WHAT IS REQUIRED = Show each line in the rows below that contains the word "palm", copied in full. Case counts when matching.

DATASET =
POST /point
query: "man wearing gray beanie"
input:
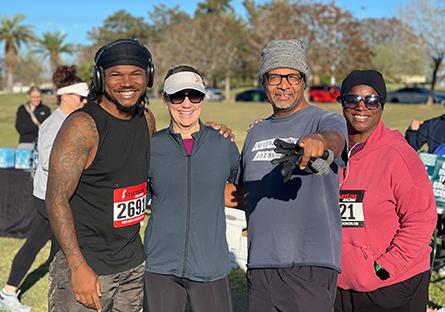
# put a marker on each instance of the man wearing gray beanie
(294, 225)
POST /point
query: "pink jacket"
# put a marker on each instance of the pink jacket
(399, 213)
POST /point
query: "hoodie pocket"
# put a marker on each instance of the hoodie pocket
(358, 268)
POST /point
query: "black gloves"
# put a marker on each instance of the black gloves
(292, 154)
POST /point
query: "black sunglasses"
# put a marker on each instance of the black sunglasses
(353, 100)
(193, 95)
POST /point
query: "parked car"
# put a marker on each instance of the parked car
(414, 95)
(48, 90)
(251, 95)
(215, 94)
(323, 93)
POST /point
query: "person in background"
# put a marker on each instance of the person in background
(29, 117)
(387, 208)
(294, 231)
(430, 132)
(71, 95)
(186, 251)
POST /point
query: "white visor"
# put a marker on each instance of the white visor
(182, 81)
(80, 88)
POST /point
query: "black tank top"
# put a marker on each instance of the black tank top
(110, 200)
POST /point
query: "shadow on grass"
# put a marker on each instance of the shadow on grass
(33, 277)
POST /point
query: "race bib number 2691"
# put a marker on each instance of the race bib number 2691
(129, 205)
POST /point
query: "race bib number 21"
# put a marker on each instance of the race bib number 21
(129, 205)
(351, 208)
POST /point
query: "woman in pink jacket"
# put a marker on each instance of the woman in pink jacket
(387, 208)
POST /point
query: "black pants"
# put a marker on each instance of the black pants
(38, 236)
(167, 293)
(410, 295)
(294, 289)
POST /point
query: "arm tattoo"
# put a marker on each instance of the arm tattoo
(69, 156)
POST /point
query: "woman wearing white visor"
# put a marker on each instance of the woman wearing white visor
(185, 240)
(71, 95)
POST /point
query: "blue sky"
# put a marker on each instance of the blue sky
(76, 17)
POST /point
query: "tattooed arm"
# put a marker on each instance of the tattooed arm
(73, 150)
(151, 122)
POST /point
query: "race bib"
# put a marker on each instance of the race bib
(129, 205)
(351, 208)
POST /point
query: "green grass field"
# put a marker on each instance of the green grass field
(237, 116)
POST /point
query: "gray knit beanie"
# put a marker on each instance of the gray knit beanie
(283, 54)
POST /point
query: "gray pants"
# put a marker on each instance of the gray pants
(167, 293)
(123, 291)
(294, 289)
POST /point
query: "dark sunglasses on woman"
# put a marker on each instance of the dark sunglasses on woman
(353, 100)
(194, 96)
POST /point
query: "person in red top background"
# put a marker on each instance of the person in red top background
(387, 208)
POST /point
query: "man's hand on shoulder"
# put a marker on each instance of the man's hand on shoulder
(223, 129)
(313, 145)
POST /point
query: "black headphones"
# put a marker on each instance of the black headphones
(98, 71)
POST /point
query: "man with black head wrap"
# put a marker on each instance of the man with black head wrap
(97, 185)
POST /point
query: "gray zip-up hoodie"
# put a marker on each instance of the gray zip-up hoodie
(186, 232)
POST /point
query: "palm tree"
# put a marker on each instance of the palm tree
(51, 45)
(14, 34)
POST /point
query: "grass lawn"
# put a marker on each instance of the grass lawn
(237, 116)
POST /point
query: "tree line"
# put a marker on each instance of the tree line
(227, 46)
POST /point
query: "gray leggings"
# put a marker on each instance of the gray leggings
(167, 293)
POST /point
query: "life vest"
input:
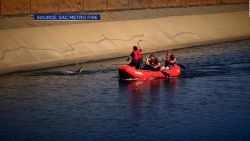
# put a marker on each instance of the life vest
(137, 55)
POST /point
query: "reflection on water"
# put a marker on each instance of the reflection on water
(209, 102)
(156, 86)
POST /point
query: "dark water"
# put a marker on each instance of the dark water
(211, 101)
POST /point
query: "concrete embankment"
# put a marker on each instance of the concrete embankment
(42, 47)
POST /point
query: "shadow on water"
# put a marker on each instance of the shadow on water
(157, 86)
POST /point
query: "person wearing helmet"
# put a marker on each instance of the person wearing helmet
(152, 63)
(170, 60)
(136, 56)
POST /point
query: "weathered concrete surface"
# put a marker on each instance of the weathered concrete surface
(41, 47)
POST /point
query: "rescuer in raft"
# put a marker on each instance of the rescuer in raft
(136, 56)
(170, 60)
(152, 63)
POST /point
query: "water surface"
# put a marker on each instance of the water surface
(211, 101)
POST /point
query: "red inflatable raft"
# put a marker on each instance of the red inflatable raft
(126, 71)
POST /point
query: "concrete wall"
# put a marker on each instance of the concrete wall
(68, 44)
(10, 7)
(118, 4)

--

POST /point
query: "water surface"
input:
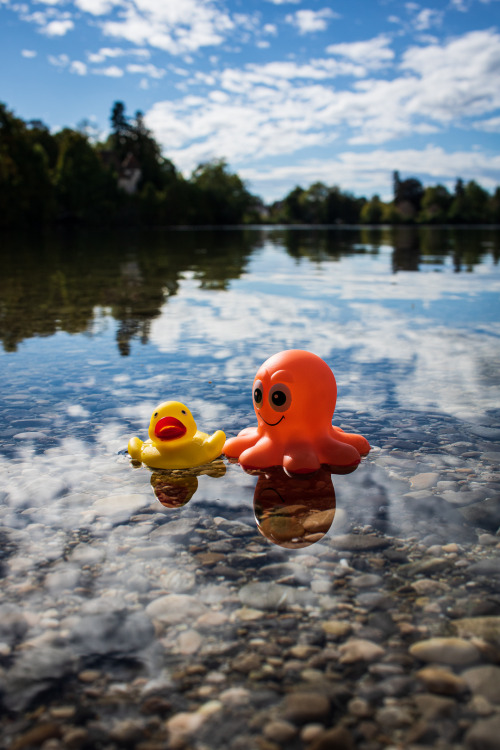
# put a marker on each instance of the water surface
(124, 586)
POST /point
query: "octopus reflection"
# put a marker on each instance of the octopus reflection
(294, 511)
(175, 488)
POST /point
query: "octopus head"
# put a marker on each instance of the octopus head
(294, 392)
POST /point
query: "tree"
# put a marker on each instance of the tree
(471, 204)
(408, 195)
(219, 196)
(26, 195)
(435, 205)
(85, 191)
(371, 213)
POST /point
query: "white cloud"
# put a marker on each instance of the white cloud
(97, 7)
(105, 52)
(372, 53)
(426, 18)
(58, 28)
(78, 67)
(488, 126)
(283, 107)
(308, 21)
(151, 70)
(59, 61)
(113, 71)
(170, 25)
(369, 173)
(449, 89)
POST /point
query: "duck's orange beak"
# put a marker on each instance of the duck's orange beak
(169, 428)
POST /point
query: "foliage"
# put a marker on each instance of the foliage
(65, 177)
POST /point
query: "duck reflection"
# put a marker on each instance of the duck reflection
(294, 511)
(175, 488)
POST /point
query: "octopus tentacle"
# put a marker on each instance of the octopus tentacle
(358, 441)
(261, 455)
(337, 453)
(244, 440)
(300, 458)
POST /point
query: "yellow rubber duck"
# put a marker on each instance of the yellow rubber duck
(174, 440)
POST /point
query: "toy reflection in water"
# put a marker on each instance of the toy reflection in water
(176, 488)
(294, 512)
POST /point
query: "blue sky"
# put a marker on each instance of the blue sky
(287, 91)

TASK RESPONSE =
query: "palm tree"
# put a marker on each instance of the palm tree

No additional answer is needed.